Can you gather every line from the rows below that contains the word "sign" and copy each one word for word?
··· Data for the task ···
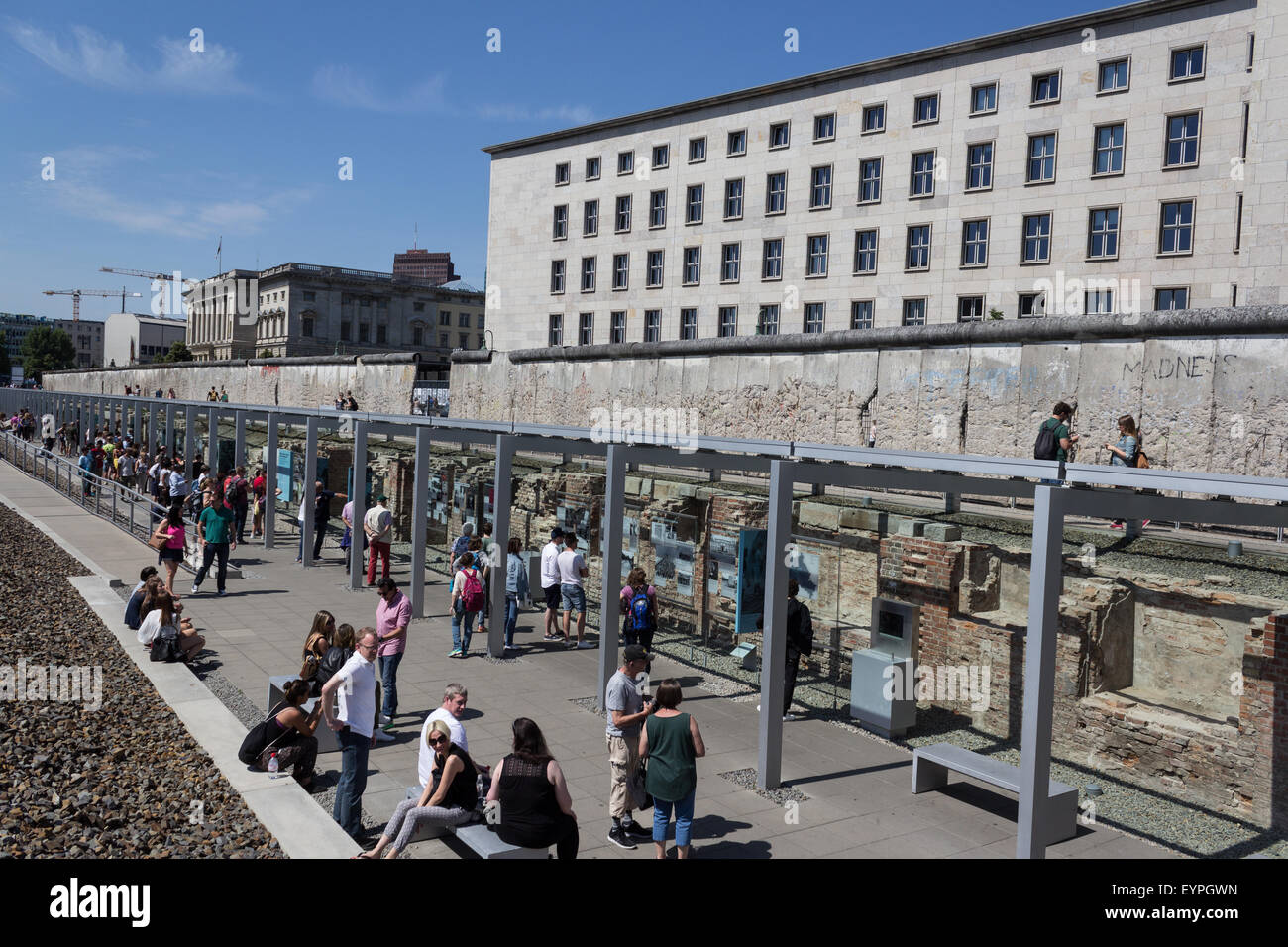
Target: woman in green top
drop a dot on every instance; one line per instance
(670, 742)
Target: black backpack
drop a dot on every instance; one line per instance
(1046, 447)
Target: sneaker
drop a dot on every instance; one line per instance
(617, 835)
···
··· Data for the task ···
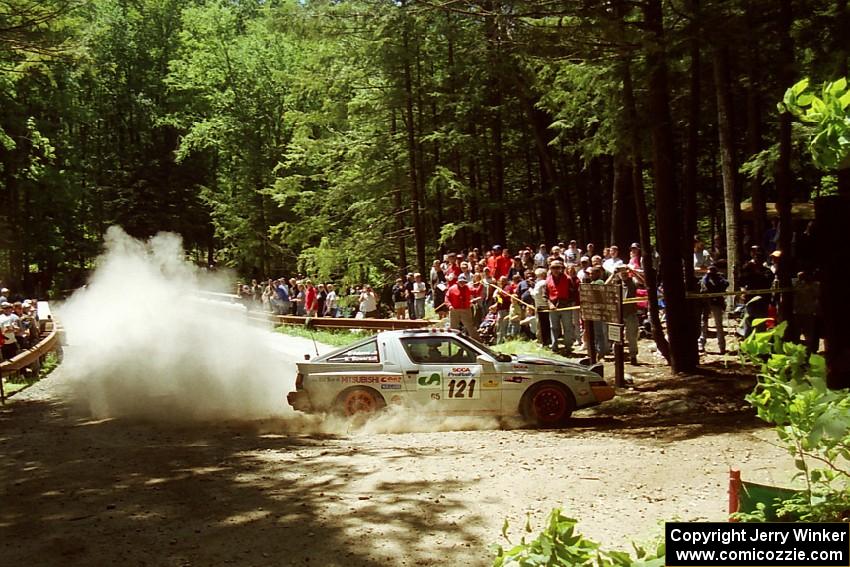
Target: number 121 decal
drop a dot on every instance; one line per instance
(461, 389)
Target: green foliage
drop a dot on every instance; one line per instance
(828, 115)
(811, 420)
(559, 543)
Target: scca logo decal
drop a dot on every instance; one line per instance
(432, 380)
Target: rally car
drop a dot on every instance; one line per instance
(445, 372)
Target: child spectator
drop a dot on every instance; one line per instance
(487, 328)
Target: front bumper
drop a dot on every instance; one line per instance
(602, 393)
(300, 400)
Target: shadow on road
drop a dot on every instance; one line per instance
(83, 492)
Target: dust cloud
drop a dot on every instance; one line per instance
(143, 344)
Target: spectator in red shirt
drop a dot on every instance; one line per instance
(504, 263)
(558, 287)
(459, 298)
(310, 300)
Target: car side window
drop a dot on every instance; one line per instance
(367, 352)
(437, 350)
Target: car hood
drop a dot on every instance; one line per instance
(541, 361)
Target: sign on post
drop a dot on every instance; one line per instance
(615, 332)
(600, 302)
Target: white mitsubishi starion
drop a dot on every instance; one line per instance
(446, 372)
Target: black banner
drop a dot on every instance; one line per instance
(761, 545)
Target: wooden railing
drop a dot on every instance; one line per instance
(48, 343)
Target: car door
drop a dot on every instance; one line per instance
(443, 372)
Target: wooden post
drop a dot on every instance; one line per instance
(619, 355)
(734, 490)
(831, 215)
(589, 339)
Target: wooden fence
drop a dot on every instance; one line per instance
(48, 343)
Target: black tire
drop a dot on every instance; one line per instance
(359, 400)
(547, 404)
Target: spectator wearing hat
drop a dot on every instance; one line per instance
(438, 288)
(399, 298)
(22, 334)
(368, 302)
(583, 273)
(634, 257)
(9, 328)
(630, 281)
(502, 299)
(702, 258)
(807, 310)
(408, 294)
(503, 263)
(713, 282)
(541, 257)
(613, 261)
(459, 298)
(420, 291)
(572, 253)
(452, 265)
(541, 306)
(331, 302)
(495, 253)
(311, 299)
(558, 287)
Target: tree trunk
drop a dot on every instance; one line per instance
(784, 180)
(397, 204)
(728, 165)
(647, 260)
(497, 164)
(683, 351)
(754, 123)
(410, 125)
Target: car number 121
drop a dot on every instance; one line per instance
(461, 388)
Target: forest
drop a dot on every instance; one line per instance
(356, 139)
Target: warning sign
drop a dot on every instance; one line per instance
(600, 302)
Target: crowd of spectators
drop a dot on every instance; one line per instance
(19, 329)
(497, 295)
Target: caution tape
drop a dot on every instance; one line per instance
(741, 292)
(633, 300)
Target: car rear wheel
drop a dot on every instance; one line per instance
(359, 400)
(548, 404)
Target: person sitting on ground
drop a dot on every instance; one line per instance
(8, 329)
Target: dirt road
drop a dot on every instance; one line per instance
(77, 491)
···
··· Data for the task ···
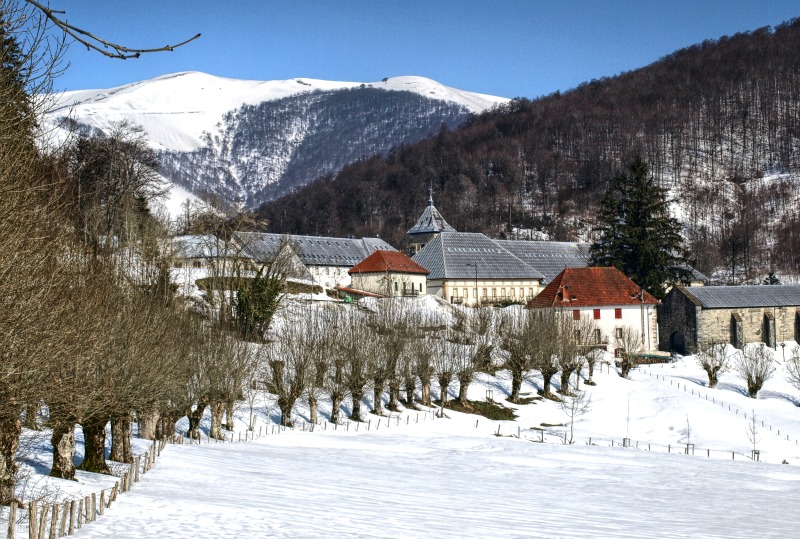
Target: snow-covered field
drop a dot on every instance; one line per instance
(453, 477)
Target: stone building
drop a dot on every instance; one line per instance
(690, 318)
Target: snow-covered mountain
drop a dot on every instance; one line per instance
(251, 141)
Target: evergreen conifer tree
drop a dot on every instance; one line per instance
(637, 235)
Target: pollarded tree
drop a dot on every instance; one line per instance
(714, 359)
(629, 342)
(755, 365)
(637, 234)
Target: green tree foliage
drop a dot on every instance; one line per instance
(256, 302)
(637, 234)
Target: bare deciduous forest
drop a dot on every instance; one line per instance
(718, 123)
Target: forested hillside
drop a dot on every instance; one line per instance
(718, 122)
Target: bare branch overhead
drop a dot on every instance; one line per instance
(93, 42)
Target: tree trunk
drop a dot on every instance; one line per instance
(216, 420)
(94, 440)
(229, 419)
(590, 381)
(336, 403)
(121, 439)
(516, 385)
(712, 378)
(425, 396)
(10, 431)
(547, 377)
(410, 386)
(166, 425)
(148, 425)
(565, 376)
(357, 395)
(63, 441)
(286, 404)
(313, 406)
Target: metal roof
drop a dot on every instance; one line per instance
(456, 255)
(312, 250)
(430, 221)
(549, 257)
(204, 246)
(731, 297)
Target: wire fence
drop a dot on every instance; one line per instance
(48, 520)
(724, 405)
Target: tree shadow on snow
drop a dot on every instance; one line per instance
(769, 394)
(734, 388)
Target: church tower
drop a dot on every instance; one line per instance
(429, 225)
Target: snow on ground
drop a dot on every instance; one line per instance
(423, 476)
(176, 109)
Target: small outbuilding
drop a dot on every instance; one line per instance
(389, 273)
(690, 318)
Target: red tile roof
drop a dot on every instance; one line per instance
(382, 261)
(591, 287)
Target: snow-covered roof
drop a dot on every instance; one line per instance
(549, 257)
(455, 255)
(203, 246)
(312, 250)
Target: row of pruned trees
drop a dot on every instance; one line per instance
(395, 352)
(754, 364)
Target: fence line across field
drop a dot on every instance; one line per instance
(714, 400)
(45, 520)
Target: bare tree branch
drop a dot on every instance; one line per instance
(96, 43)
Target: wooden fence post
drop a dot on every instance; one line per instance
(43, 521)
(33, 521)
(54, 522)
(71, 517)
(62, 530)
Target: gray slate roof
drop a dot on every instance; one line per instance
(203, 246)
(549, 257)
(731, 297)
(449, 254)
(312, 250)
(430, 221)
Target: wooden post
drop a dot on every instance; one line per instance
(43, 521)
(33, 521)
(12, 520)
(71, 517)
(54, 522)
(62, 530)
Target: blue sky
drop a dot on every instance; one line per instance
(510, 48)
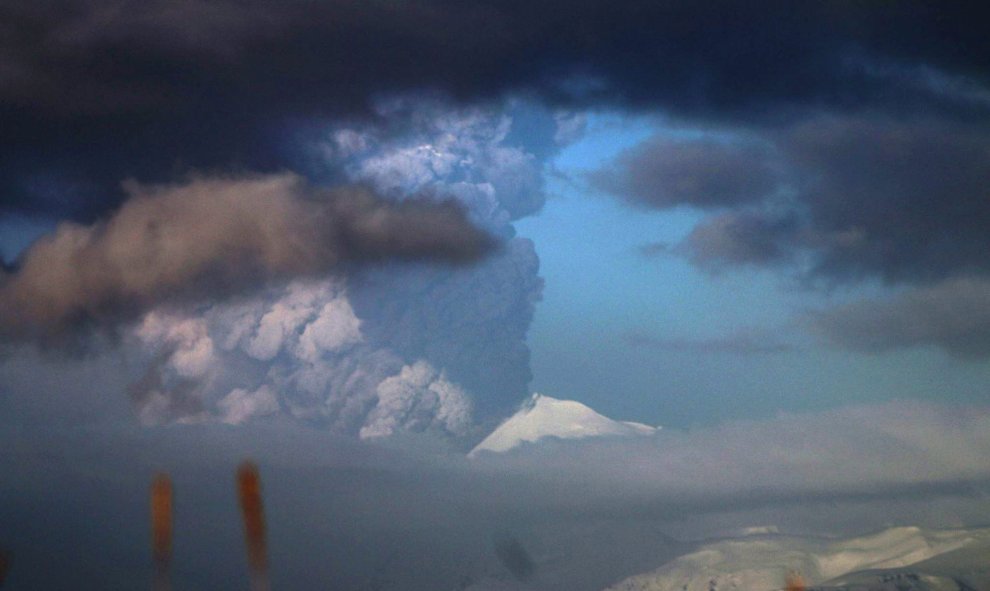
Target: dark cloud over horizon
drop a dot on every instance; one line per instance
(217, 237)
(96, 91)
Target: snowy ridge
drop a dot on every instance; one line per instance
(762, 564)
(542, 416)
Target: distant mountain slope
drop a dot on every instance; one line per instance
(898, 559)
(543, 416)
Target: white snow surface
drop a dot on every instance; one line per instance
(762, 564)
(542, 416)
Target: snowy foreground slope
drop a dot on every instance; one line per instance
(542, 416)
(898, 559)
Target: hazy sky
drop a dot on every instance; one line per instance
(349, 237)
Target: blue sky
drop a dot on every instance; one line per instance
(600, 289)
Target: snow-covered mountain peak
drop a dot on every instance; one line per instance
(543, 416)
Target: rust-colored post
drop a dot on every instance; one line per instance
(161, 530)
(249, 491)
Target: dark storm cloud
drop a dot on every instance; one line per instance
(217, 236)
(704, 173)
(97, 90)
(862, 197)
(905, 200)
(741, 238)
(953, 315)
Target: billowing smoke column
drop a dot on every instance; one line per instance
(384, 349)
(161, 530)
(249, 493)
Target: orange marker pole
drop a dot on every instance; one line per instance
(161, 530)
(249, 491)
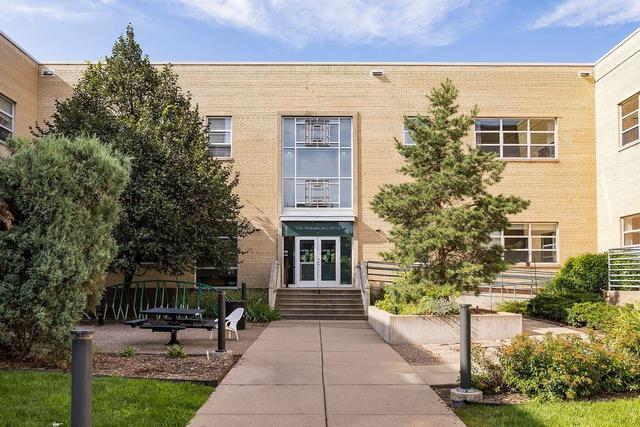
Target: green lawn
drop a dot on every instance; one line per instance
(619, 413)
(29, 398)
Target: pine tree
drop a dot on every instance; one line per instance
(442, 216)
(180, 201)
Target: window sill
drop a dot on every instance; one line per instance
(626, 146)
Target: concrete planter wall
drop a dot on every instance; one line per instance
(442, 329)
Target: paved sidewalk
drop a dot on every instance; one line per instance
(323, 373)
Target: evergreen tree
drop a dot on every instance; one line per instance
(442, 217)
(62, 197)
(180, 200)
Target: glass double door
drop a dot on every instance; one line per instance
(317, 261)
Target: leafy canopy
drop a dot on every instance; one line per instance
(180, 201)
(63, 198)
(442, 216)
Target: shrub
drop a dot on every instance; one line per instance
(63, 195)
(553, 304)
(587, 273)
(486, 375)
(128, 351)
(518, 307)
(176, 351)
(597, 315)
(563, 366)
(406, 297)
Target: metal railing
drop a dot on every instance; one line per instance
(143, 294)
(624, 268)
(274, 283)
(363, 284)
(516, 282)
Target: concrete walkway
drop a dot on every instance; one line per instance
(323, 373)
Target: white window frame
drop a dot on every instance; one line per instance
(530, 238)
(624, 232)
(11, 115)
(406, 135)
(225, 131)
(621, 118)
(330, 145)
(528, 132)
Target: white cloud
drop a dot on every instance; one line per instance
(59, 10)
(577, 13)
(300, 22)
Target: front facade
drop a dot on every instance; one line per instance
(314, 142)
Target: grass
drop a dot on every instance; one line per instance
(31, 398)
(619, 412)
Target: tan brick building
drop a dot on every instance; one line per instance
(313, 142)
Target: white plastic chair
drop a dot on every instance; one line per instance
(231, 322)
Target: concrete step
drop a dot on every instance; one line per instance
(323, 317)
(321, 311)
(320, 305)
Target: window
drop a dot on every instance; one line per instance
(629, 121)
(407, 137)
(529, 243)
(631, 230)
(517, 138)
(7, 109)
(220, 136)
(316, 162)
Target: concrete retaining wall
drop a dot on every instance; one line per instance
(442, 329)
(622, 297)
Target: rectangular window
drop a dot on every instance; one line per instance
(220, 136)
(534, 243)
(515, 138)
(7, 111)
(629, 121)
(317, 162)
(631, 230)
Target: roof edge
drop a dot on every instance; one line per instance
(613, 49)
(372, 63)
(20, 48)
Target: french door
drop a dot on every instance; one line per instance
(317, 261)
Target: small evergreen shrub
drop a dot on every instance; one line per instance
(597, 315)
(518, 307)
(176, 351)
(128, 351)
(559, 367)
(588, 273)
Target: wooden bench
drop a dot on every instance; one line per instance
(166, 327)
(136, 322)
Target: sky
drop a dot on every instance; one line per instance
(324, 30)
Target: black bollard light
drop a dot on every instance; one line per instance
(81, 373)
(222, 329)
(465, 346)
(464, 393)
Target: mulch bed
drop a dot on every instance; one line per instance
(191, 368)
···
**Correct result**
Target: sign on post
Target: warning sign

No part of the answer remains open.